═════ Document

On Tue, Nov 7, 2017 at 1:20 PM, Chris Barker <chris.barker@noaa.gov> wrote:
On Mon, Nov 6, 2017 at 4:28 PM, Stephan Hoyer <shoyer@gmail.com> wrote:

What's needed, though, is not just a single ABC. Some thought and design needs to go into segmenting the ndarray API to declare certain behaviors, just like was done for collections:


You don't just have a single ABC declaring a collection, but rather "I am a mapping" or "I am a mutable sequence". It's more of a pain for developers to properly specify things, but this is not a bad thing to actually give code some thought. 

I agree, it would be nice to nail down a hierarchy of duck-arrays, if possible. Although, there are quite a few options, so I don't know how doable this is.

Exactly -- there are an exponential amount of options...
 
Well, to get the ball rolling a bit, the key thing that matplotlib needs to know is if `shape`, `reshape`, 'size', broadcasting, and logical indexing is respected. So, I see three possible abc's here: one for attribute access (things like `shape` and `size`) and another for shape manipulations (broadcasting and reshape, and assignment to .shape).

I think we're going to get into an string of ABCs:

ArrayLikeForMPL_ABC

etc, etc.....

Only if you try to provide perfectly-sized options for every occasion--but that's not how we do things in (sane) software development. You provide a few options that optimize the common use cases, and you don't try to cover everything--let client code figure out the right combination from the primitives you provide. One can always just inherit/register *all* the ABCs if need be. The status quo is that we have 1 interface that covers everything from multiple dims and shape to math and broadcasting to the entire __array__ interface. Even breaking that up into the 3 "obvious" chunks would be a massive improvement. 

I just don't want to see this effort bog down into "this is so hard". Getting it perfect is hard; getting it useful is much easier.

It's important to note that we can always break up/combine existing ABCs into other ones later.
 
And then a third abc for indexing support, although, I am not sure how that could get implemented...

This is the really tricky one -- all ABCs really check is the existence of methods -- making sure they behave the same way is up to the developer of the ducktype.

which is K, but will require discipline.

But indexing, specifically fancy indexing, is another matter -- I'm not sure if there even a way with an ABC to check for what types of indexing are support, but we'd still have the problem with whether the semantics are the same!

For example, I work with netcdf variable objects, which are partly duck-typed as ndarrays, but I think n-dimensional fancy indexing works differently... how in the world do you detect that with an ABC???

Even documenting expected behavior as part of these ABCs would go a long way towards helping standardize behavior.

Another idea would be to put together a conformance test suite as part of this effort, in lieu of some kind of run-time checking of behavior (which would be terrible). That would help developers of other "ducks" check that they're doing the right things. I'd imagine the existing NumPy test suite would largely cover this.

Ryan

--
Ryan May

══════════
═════ Extracted records

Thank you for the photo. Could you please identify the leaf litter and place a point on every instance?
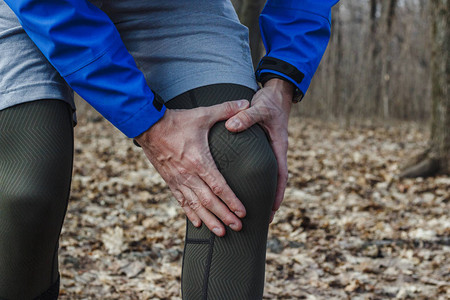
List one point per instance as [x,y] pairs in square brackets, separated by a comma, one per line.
[348,227]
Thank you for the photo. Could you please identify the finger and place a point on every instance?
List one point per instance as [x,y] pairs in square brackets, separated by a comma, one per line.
[212,203]
[272,215]
[219,187]
[190,214]
[280,150]
[225,110]
[206,216]
[244,119]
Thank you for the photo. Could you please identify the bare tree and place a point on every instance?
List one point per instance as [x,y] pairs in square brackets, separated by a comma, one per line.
[437,158]
[388,16]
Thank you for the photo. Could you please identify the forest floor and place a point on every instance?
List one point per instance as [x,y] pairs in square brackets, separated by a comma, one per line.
[348,228]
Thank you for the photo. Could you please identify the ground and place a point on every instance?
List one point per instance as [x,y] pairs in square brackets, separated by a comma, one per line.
[348,228]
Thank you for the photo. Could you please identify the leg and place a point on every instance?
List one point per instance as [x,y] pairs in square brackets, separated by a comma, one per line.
[36,153]
[231,267]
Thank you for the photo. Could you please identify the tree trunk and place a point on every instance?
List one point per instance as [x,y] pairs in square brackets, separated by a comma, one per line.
[437,158]
[388,16]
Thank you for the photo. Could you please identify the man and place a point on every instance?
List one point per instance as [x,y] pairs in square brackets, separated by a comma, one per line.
[195,57]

══════════

Tasks to carry out:
- a) Summarize the email thread on duck-array ABCs in two sentences.
- b) In the email thread on duck-array ABCs, what does Ryan May propose putting together as an alternative to run-time checking of behavior?

Task-by-task answers:
- a) The participants discuss splitting the ndarray API into several abstract base classes, as was done for collections, instead of keeping one interface that covers everything. Ryan May argues that a few ABCs for common use cases would already be a big improvement, and that documenting expected behavior or adding a conformance test suite would help with the hard cases such as indexing, since an ABC can only check that methods exist.

- b) A conformance test suite.